What you need to do ▸ Write out exactly the lines below that run from the line containing "of the hanging" through the last line of the records.

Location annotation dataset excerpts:
- - -

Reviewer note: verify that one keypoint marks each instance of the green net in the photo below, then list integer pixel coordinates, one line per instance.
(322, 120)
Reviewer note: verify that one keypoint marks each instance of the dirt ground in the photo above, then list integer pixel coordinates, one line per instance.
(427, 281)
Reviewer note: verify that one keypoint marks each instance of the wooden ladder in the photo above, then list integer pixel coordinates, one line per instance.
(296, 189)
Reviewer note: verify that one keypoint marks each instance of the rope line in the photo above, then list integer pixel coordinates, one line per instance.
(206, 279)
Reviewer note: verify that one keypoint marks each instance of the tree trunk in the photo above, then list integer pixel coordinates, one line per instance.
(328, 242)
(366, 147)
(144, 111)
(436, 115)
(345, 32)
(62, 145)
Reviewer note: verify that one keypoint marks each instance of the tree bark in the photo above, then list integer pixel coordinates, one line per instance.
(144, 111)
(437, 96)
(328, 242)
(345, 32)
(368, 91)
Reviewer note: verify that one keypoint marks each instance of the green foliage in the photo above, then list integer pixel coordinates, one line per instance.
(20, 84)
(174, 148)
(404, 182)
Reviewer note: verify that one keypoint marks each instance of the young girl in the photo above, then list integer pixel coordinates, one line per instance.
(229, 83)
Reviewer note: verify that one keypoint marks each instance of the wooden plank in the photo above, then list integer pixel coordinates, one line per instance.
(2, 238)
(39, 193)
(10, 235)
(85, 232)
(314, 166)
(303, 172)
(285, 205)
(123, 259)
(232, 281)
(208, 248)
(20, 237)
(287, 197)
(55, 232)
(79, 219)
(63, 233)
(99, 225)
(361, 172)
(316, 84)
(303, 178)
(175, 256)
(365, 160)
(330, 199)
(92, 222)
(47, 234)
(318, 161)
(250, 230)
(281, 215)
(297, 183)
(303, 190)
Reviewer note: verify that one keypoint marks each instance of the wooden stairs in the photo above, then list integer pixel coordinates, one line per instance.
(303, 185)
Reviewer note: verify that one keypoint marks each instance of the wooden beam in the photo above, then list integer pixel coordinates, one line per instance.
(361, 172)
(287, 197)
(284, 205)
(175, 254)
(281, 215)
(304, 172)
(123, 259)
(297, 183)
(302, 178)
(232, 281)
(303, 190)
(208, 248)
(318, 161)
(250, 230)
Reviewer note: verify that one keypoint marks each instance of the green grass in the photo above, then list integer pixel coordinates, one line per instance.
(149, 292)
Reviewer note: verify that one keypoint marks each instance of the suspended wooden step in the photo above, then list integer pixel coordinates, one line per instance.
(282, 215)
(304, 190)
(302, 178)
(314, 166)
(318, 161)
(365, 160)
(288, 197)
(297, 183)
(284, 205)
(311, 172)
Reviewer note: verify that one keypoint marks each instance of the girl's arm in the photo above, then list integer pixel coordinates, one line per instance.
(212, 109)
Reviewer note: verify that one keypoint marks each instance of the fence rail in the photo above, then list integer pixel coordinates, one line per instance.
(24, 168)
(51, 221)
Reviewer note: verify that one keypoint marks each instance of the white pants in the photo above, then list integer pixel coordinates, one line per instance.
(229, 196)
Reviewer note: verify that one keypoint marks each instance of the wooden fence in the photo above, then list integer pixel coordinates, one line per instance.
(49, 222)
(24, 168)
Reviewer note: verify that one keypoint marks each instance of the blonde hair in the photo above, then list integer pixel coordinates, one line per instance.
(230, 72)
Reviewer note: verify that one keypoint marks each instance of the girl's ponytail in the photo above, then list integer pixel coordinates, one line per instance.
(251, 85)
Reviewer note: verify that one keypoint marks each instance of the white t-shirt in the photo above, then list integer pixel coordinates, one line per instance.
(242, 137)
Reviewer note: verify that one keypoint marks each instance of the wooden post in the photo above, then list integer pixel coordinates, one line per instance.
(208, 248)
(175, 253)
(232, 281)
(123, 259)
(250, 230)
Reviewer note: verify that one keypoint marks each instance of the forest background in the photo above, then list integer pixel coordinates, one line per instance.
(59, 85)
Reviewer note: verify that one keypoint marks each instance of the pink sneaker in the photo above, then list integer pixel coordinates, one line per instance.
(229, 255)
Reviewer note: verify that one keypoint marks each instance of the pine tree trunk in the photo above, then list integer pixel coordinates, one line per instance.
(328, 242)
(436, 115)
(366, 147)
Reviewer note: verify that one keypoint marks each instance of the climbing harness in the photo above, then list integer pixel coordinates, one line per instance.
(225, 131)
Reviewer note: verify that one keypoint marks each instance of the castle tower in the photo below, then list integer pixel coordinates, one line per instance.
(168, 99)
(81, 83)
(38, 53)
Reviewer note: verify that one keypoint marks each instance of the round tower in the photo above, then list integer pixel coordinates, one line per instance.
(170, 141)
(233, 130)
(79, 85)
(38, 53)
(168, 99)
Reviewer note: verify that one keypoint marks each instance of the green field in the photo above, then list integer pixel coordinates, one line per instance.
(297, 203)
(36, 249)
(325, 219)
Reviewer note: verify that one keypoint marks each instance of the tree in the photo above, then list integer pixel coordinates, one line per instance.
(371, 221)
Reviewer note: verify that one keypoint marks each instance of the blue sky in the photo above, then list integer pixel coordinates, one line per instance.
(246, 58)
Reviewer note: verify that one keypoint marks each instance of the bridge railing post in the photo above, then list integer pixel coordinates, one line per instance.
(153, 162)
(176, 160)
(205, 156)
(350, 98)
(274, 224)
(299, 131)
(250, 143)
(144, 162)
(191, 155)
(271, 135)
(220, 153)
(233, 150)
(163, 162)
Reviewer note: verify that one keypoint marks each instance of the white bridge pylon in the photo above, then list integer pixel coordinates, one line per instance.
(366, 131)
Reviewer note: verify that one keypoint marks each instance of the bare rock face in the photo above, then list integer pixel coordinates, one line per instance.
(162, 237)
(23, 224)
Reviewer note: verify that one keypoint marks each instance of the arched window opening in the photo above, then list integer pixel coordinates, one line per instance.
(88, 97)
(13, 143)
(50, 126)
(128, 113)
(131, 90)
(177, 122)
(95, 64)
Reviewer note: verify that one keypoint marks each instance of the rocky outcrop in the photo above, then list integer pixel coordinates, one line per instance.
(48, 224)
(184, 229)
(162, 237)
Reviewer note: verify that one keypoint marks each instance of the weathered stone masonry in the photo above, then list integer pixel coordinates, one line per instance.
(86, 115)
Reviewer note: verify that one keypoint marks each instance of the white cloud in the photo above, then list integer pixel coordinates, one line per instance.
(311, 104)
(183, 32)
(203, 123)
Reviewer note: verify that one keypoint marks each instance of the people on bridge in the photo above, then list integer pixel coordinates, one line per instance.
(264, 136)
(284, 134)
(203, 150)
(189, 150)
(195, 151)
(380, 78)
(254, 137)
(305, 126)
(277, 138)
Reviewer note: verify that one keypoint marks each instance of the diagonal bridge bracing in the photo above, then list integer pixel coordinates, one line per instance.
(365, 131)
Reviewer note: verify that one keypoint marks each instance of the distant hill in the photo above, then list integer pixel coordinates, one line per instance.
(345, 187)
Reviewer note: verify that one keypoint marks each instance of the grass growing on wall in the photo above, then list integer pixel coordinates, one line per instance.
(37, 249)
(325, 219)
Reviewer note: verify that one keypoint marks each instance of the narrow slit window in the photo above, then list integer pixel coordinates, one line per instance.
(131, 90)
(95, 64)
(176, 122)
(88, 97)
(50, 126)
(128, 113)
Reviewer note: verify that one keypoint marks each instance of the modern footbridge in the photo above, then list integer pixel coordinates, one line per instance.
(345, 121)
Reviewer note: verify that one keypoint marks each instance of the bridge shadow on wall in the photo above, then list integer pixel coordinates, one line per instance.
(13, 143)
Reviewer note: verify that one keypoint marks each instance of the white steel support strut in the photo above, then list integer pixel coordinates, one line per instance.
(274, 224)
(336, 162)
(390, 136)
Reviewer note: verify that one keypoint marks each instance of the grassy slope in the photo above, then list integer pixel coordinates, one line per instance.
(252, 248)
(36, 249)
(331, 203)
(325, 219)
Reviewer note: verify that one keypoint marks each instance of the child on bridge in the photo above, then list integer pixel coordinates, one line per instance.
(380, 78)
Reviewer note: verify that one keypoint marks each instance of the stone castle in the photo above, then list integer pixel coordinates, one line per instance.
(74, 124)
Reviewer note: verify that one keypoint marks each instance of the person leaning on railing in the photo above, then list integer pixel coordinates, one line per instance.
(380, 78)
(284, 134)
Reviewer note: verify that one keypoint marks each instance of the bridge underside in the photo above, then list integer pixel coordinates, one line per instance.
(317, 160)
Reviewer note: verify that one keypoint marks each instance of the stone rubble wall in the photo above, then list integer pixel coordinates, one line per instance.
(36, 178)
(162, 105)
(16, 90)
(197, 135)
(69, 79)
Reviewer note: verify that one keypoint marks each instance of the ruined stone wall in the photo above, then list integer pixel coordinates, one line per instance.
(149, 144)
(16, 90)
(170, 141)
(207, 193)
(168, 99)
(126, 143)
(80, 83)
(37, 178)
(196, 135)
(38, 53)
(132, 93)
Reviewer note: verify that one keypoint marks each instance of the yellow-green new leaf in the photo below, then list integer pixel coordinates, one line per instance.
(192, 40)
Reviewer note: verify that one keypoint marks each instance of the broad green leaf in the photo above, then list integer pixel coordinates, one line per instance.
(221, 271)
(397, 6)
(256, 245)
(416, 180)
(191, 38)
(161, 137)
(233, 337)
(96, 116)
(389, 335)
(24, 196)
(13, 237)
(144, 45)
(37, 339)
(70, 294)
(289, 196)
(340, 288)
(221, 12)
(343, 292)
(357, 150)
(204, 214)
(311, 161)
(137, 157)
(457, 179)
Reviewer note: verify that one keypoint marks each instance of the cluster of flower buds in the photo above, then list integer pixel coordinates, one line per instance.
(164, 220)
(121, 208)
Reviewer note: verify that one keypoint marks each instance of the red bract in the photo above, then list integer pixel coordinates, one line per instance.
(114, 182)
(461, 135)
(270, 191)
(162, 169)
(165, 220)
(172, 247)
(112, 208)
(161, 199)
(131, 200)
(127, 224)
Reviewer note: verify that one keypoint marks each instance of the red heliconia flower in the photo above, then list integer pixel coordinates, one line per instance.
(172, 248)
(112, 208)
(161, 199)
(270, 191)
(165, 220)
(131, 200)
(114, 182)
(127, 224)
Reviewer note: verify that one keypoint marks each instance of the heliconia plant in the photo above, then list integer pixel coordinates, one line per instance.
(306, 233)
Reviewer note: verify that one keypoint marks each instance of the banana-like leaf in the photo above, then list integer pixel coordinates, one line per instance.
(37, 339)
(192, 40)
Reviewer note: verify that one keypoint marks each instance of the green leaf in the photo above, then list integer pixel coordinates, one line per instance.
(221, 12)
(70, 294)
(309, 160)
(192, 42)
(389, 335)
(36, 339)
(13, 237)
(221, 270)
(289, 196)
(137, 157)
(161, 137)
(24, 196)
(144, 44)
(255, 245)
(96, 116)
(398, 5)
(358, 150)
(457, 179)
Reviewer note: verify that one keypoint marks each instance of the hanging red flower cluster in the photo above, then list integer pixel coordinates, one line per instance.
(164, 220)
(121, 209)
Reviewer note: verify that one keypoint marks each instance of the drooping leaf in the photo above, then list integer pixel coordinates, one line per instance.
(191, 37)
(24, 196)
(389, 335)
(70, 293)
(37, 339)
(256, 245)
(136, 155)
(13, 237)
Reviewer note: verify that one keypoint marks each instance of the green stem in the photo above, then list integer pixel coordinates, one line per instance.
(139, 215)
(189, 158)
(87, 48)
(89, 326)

- - -

Worked solution ▸
Reviewer note: verify that one keypoint marks each instance of the hanging red flower cluster in the photo above, then list integer pixel coordinates, one line per instance.
(164, 220)
(121, 209)
Reviewer note: verify that one keypoint marks each instance of the drooping leaf in the photo above, then list integer pixel coordinates, one line per instance.
(191, 37)
(24, 196)
(389, 335)
(70, 293)
(37, 339)
(256, 245)
(136, 155)
(13, 237)
Reviewer note: verify that one keypoint marks each instance of the green stem in the photo above, then list integer pixel coordinates, one line per instance.
(139, 215)
(189, 158)
(87, 48)
(89, 326)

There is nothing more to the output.